*YOUR ASSIGNMENT*:
With the pictures left out, reproduce exactly the lines from the one containing "# indicate each instance with a single pin" through the final line of the entries.
━━━━━━━━━━━━━━━━━━━━━━━━━━━━━━
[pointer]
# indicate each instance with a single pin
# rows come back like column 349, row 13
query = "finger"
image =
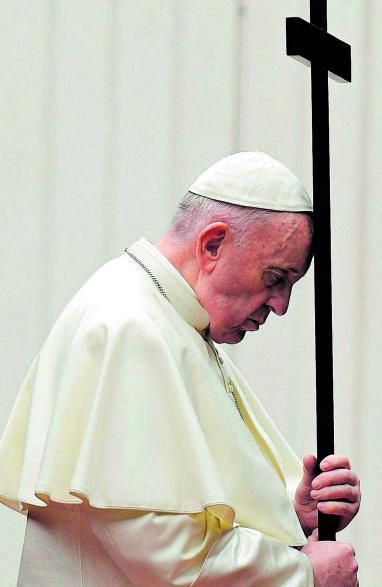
━━━━━━━━━━━━━━━━━━━━━━━━━━━━━━
*REPLY TO THE EXERCISE*:
# indicate each instance with a single pin
# rows come back like column 349, row 13
query = "finger"
image =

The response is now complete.